• **TEXT UNDER STUDY**:

···

Tuesday, November 3, 2009

H1N1 and The Booga


Booga and I went to the school for the H1N1 vaccinations. There was a sign outside the cafeteria as you walked in that read, “We are only vaccinating children from 0-18 years and pregnant women.”

Well that was weird because the sheet that came with the vaccination authorization sheet said, “Everyone 24 years and younger and pregnant women”, and I already gave consent and sent it back into the high school.

That had to be a mistake.

Then I thought, “Maybe it’s not, maybe it’s changed because they don’t have enough?

Then I thought, “Maybe they won’t ask.”

He doesn’t look nineteen years old.

But he has to have a vaccination, I mean; he’s in high school right?

He had been silently observing the bizarre parade of children in varying states of mania and health, some climbing all over everything and everyone, some coughing like they already carried H1N1.

Yuck.

We stood in line for what seemed an eternity.

An old woman in front of us would grab her chair and move it every time the line moved. She would walk a bit and then sit down when the line stopped all movement. It was a sort of one person musical chairs that no one ever won.

I found that funny.

I wondered if she was someone’s grandma, and if she wasn’t, was she a caregiver and what parent would allow their child to be taken care of by a woman who clearly couldn’t stand on her feet for much longer than a tiny march of minutes?

Suddenly a mother of one of Booga's classmates, came up and grabbed his arm, “Oh good,” I thought, “Someone I don’t know that knows Booga.” I love that, because they act like they’ve known me forever-even though I can’t remember them from “Sic-um.”

···

• **REQUIRED TASKS**:
a. Rewrite the paragraph of the blog post beginning "An old woman in front of us" in a single shorter sentence that keeps its main facts.
b. Output everything in the blog post from "But he has to" down to "one ever won.".
The records have no connection to the blog post.

• **EXTRACTED DATA**:
···

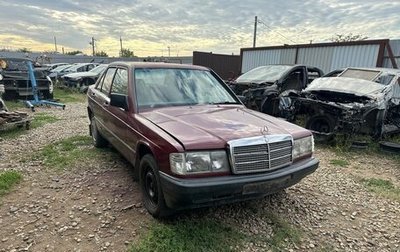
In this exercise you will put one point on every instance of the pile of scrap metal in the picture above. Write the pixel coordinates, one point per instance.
(358, 100)
(10, 119)
(260, 87)
(14, 77)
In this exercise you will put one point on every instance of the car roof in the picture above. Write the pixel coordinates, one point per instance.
(381, 69)
(139, 64)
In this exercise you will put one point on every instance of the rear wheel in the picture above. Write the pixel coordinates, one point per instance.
(153, 197)
(98, 140)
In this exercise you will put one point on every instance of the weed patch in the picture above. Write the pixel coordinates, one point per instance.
(7, 180)
(339, 162)
(68, 152)
(188, 235)
(69, 96)
(283, 233)
(39, 119)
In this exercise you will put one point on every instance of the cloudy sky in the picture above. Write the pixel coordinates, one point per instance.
(150, 27)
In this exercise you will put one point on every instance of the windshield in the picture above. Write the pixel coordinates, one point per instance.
(60, 68)
(14, 64)
(370, 75)
(73, 68)
(157, 87)
(99, 69)
(263, 74)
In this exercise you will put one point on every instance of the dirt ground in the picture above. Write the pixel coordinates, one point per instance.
(96, 205)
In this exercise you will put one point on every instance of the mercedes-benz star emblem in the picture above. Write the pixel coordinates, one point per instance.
(264, 130)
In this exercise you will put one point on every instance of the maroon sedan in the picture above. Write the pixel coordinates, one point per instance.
(191, 140)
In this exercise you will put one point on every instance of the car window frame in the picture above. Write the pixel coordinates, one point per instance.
(104, 77)
(127, 80)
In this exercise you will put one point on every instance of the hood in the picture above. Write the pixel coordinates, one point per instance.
(353, 86)
(80, 74)
(211, 126)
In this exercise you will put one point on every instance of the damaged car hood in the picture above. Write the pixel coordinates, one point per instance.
(81, 74)
(353, 86)
(211, 126)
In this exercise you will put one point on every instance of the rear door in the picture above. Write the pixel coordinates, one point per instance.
(100, 102)
(117, 123)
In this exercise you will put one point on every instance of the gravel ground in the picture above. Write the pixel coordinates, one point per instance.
(97, 207)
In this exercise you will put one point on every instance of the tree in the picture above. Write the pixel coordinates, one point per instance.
(127, 53)
(73, 52)
(101, 54)
(348, 37)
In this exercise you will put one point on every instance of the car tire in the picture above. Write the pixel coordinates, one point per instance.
(98, 140)
(150, 185)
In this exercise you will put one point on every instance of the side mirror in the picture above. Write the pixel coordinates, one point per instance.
(242, 98)
(119, 100)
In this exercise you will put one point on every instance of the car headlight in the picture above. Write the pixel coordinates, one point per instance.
(199, 162)
(303, 147)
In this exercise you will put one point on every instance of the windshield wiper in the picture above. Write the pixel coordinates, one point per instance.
(225, 102)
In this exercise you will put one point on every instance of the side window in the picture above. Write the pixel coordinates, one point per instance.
(120, 83)
(107, 81)
(90, 67)
(100, 83)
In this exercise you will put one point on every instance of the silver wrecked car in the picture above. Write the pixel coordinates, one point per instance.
(358, 100)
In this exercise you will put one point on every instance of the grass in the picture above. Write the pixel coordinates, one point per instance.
(382, 187)
(68, 95)
(339, 162)
(7, 180)
(68, 152)
(39, 119)
(189, 235)
(283, 233)
(205, 234)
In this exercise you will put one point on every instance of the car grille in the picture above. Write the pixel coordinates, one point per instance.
(259, 154)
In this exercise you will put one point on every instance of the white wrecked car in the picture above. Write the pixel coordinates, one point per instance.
(359, 100)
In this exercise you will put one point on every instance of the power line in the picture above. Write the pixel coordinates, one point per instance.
(261, 22)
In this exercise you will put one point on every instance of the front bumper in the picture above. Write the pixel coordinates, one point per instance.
(193, 193)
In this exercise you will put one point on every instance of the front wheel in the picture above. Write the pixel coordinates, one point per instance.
(153, 197)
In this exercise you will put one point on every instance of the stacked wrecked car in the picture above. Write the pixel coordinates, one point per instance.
(359, 100)
(349, 101)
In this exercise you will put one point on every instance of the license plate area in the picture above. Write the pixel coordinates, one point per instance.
(264, 187)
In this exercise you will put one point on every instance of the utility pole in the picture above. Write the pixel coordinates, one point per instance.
(55, 43)
(255, 32)
(92, 43)
(120, 42)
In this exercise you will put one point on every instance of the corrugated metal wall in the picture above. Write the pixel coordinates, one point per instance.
(226, 66)
(327, 56)
(252, 59)
(395, 45)
(58, 58)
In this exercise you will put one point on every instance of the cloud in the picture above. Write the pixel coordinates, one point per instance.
(150, 27)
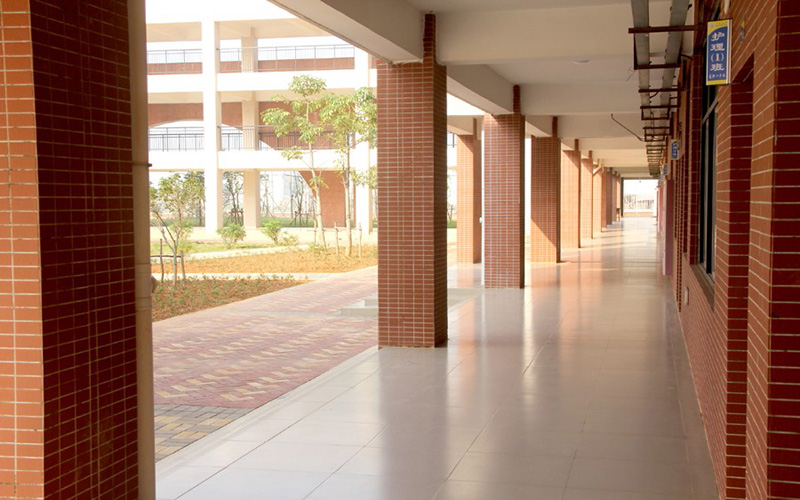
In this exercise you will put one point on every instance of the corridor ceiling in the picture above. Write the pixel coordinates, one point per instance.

···

• **OUTPUTS IN ORDER**:
a. An old woman ahead in line moved her chair forward each time the line advanced, walking a little and sitting again whenever it stopped, like one-person musical chairs that no one ever won.

b.
But he has to have a vaccination, I mean; he’s in high school right?

He had been silently observing the bizarre parade of children in varying states of mania and health, some climbing all over everything and everyone, some coughing like they already carried H1N1.

Yuck.

We stood in line for what seemed an eternity.

An old woman in front of us would grab her chair and move it every time the line moved. She would walk a bit and then sit down when the line stopped all movement. It was a sort of one person musical chairs that no one ever won.